Aim of the exercise
Would you transcribe word for word every line from the one containing "Locate every instance of the bare" to the end of the data, both ends included, and leave out the rest?

Records supplied
== == ==
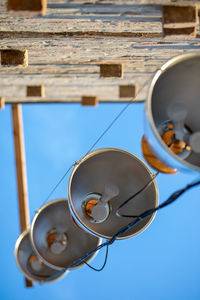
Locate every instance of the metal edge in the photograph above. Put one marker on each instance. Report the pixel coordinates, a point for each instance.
(101, 150)
(148, 110)
(33, 244)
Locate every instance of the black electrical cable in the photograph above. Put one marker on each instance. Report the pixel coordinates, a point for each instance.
(99, 138)
(139, 218)
(144, 188)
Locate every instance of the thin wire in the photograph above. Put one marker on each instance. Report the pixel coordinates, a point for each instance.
(59, 182)
(117, 117)
(141, 217)
(144, 188)
(99, 138)
(104, 264)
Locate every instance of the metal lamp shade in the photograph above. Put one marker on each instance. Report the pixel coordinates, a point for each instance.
(177, 81)
(23, 251)
(56, 214)
(128, 173)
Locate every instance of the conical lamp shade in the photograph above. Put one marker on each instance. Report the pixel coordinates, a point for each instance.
(34, 270)
(55, 217)
(111, 167)
(172, 126)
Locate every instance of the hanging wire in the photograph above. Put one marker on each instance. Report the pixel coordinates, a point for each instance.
(97, 141)
(104, 264)
(139, 218)
(58, 183)
(144, 188)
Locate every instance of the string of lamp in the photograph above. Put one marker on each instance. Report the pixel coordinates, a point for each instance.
(66, 234)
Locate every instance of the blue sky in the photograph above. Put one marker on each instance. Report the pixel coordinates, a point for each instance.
(161, 263)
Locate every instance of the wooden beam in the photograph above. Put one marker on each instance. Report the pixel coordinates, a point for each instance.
(180, 20)
(127, 91)
(89, 100)
(111, 70)
(2, 103)
(21, 170)
(14, 57)
(35, 91)
(28, 5)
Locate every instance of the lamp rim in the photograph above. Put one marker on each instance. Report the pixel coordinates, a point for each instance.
(48, 204)
(17, 244)
(148, 107)
(102, 150)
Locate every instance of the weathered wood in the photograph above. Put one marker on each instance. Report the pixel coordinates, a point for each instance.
(14, 57)
(28, 283)
(33, 5)
(21, 171)
(20, 167)
(75, 37)
(111, 70)
(179, 14)
(180, 20)
(71, 88)
(127, 91)
(2, 103)
(89, 101)
(35, 91)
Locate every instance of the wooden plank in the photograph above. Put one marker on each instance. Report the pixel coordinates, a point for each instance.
(14, 57)
(21, 171)
(179, 14)
(35, 91)
(89, 101)
(180, 20)
(111, 70)
(2, 103)
(20, 166)
(127, 91)
(29, 5)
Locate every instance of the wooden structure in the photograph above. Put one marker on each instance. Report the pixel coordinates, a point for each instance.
(92, 47)
(86, 51)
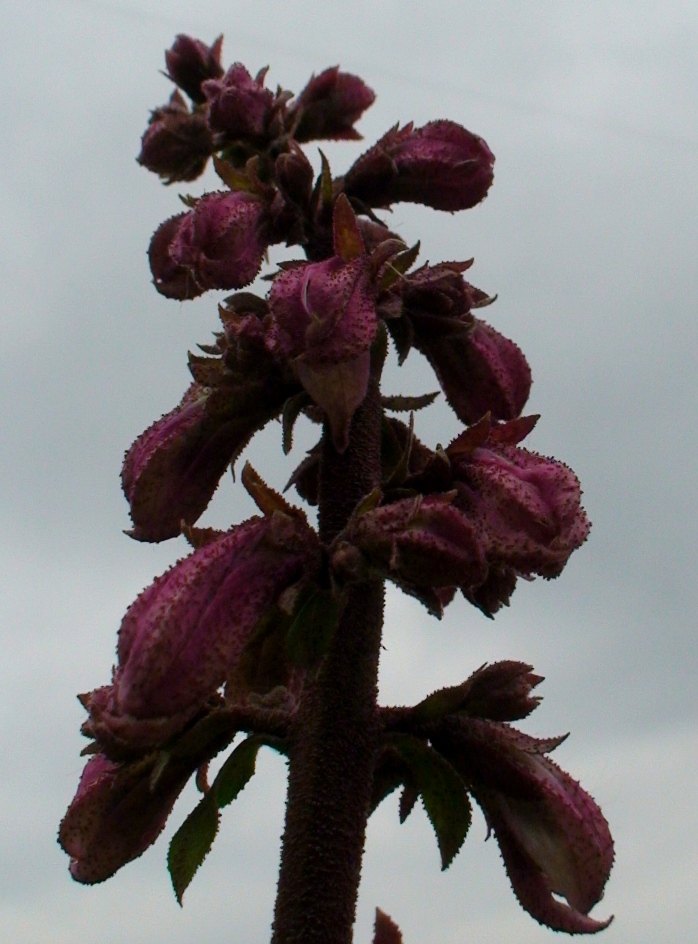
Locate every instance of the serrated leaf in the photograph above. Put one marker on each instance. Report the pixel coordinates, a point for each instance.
(397, 267)
(265, 498)
(191, 843)
(348, 243)
(442, 702)
(293, 407)
(311, 631)
(400, 404)
(409, 797)
(402, 333)
(390, 773)
(236, 772)
(443, 793)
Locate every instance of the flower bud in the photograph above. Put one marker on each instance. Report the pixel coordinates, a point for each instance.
(169, 278)
(191, 62)
(183, 636)
(115, 815)
(501, 692)
(553, 837)
(329, 106)
(440, 165)
(221, 242)
(420, 544)
(324, 322)
(176, 144)
(479, 370)
(526, 508)
(239, 105)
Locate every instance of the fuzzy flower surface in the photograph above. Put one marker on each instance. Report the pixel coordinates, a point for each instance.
(183, 636)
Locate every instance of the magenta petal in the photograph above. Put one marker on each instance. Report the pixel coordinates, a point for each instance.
(115, 816)
(185, 633)
(329, 106)
(222, 242)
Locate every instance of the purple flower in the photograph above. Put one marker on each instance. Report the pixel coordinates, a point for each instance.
(553, 837)
(191, 62)
(425, 545)
(176, 144)
(479, 370)
(526, 507)
(239, 105)
(329, 106)
(222, 241)
(116, 815)
(440, 165)
(184, 635)
(172, 470)
(324, 321)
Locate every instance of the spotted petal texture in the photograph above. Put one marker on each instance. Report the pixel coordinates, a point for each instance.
(221, 242)
(441, 165)
(185, 633)
(115, 815)
(329, 106)
(324, 321)
(553, 837)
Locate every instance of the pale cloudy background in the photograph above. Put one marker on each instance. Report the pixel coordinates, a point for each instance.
(589, 236)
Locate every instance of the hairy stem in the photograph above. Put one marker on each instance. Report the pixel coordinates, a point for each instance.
(334, 738)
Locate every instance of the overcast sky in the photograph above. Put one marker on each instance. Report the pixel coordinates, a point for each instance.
(589, 236)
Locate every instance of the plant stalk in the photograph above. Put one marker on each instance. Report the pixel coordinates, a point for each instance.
(334, 738)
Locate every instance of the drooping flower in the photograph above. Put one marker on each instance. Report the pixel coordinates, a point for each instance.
(425, 545)
(526, 507)
(183, 636)
(116, 814)
(190, 63)
(329, 106)
(177, 143)
(239, 105)
(479, 369)
(441, 165)
(222, 241)
(553, 837)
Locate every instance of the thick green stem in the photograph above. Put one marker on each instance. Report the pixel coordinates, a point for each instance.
(334, 738)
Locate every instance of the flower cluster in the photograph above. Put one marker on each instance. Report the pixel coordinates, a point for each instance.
(212, 647)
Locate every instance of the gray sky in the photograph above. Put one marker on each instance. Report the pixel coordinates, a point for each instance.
(589, 237)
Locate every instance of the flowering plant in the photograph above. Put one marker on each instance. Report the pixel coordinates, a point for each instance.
(272, 629)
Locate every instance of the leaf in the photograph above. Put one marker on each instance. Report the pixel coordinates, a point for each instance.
(409, 797)
(236, 772)
(293, 407)
(400, 404)
(443, 793)
(325, 181)
(348, 243)
(311, 631)
(265, 498)
(191, 843)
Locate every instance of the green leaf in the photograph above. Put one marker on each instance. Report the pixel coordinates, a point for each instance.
(191, 843)
(236, 771)
(443, 793)
(402, 404)
(311, 631)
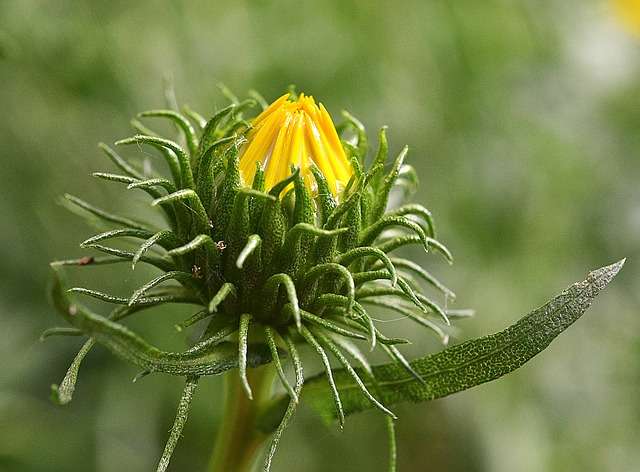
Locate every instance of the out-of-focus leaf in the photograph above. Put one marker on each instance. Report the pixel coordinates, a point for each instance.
(127, 345)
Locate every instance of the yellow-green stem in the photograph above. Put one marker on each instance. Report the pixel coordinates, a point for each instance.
(238, 441)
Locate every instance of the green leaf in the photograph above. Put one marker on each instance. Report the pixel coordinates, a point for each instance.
(468, 364)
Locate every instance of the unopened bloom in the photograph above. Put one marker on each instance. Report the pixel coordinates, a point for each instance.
(628, 11)
(295, 133)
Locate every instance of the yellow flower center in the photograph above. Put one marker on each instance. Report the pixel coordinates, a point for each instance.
(298, 133)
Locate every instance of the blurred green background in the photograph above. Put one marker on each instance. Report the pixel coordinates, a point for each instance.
(523, 120)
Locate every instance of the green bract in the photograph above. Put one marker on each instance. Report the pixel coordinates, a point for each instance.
(272, 269)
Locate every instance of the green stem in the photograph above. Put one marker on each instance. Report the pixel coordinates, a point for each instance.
(238, 441)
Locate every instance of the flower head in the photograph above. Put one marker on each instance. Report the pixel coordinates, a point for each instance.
(296, 133)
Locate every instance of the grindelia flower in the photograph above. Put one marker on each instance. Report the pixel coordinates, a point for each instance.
(298, 258)
(295, 133)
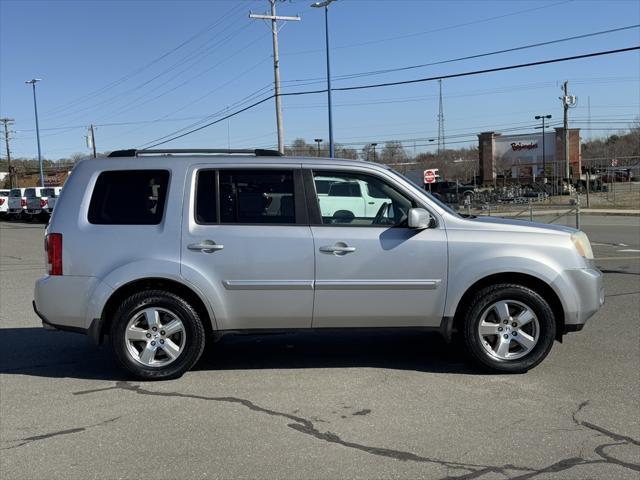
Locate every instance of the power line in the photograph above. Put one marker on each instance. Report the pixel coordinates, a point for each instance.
(470, 57)
(196, 57)
(436, 30)
(121, 80)
(404, 82)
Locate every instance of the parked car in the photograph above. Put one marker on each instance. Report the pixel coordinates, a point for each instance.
(17, 203)
(41, 201)
(4, 203)
(157, 250)
(339, 196)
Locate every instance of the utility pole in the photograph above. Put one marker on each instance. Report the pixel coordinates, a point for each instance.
(33, 82)
(441, 146)
(567, 102)
(276, 64)
(91, 140)
(7, 122)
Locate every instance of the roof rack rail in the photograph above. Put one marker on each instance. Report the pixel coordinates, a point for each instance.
(258, 152)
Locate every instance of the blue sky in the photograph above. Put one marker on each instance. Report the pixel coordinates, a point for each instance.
(141, 70)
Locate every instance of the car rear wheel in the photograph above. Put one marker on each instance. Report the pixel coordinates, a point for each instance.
(157, 335)
(508, 328)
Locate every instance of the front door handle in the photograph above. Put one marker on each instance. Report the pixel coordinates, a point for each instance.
(339, 248)
(207, 246)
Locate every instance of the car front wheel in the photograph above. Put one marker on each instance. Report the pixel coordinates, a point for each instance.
(508, 328)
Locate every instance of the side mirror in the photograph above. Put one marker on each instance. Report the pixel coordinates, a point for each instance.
(419, 218)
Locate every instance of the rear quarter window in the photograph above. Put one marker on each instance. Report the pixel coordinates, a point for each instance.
(129, 197)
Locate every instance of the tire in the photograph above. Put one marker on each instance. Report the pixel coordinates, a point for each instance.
(167, 352)
(517, 345)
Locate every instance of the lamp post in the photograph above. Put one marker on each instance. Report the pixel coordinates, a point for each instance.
(33, 82)
(544, 157)
(325, 5)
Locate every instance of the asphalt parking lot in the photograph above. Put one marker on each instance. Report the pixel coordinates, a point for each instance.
(323, 405)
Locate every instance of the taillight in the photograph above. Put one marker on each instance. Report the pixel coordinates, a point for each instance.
(54, 253)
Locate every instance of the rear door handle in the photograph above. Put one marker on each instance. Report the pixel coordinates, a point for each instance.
(206, 246)
(337, 249)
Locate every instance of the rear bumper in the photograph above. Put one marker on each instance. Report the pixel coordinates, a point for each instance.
(93, 331)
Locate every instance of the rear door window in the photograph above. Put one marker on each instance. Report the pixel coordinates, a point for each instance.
(129, 197)
(246, 197)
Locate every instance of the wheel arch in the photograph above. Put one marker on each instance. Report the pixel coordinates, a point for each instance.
(186, 292)
(534, 283)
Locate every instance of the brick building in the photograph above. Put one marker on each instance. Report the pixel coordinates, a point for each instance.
(525, 158)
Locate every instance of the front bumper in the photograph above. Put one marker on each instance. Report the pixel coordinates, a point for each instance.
(587, 285)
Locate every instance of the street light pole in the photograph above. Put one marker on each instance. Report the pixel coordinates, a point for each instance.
(544, 156)
(325, 5)
(33, 82)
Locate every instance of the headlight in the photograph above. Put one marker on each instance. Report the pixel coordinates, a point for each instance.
(582, 244)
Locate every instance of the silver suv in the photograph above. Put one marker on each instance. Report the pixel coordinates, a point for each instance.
(158, 250)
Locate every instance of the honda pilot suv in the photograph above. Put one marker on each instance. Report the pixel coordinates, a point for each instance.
(159, 250)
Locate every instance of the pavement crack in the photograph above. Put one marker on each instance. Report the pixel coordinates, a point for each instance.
(472, 471)
(45, 436)
(364, 411)
(307, 427)
(612, 435)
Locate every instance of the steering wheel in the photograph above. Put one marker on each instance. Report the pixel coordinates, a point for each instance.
(382, 212)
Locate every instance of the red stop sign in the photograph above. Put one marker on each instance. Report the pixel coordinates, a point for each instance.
(429, 176)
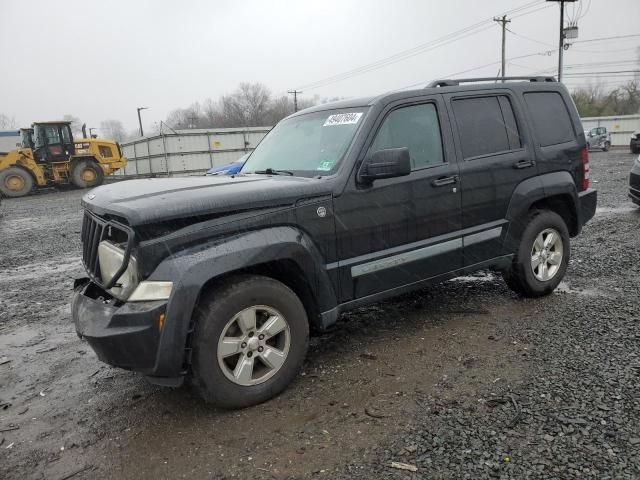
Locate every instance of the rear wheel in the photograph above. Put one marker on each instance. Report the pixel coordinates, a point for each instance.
(15, 182)
(86, 174)
(250, 339)
(542, 257)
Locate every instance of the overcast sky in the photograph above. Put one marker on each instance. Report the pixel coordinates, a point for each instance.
(101, 59)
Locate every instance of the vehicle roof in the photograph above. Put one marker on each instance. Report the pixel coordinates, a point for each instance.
(399, 95)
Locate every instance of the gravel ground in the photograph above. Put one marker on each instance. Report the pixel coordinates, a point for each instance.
(462, 380)
(575, 413)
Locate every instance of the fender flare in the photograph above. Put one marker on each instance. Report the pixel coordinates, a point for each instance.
(191, 269)
(533, 190)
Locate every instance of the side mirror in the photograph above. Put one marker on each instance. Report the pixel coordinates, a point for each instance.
(388, 163)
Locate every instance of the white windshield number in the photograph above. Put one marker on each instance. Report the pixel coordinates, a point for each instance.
(342, 119)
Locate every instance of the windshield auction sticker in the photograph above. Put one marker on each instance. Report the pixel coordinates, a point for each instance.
(342, 119)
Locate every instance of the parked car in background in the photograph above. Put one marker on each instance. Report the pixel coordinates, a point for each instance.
(230, 168)
(219, 281)
(634, 182)
(598, 137)
(634, 144)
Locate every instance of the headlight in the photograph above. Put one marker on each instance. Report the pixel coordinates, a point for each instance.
(110, 258)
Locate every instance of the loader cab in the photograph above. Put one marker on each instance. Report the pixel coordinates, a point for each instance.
(53, 141)
(26, 138)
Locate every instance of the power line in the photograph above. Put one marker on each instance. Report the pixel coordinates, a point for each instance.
(613, 73)
(503, 22)
(452, 75)
(529, 38)
(454, 36)
(602, 39)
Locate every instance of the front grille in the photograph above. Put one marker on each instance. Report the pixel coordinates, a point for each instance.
(96, 229)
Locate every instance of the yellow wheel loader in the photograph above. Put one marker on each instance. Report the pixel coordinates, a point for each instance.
(50, 156)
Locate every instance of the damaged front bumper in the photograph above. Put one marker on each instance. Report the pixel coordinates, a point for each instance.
(126, 335)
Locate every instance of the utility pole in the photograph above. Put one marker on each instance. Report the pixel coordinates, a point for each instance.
(140, 119)
(561, 39)
(295, 98)
(504, 22)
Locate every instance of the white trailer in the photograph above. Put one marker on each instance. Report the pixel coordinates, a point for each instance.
(189, 152)
(619, 126)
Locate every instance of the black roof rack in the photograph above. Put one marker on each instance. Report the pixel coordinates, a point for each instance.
(458, 81)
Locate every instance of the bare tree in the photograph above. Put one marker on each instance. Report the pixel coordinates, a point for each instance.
(595, 101)
(7, 123)
(113, 129)
(250, 105)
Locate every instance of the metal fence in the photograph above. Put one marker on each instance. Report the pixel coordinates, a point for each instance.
(621, 127)
(188, 152)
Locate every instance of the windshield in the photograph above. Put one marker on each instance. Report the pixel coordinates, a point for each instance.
== == ==
Written reply
Locate every instance of the bare tree in the photograph above. Put one marker on each instance. Report the pixel coordinates, a point for each instance.
(595, 101)
(7, 123)
(113, 129)
(250, 105)
Locate every instance of the metal fence in the photograph above. Put one marker on each instance. Report the pixel coordinates, a point for each instance.
(621, 127)
(188, 152)
Locate every instance of the windshield in the photograph above. Put one marker on each instance. Report the pixel coordinates, a point for each instance.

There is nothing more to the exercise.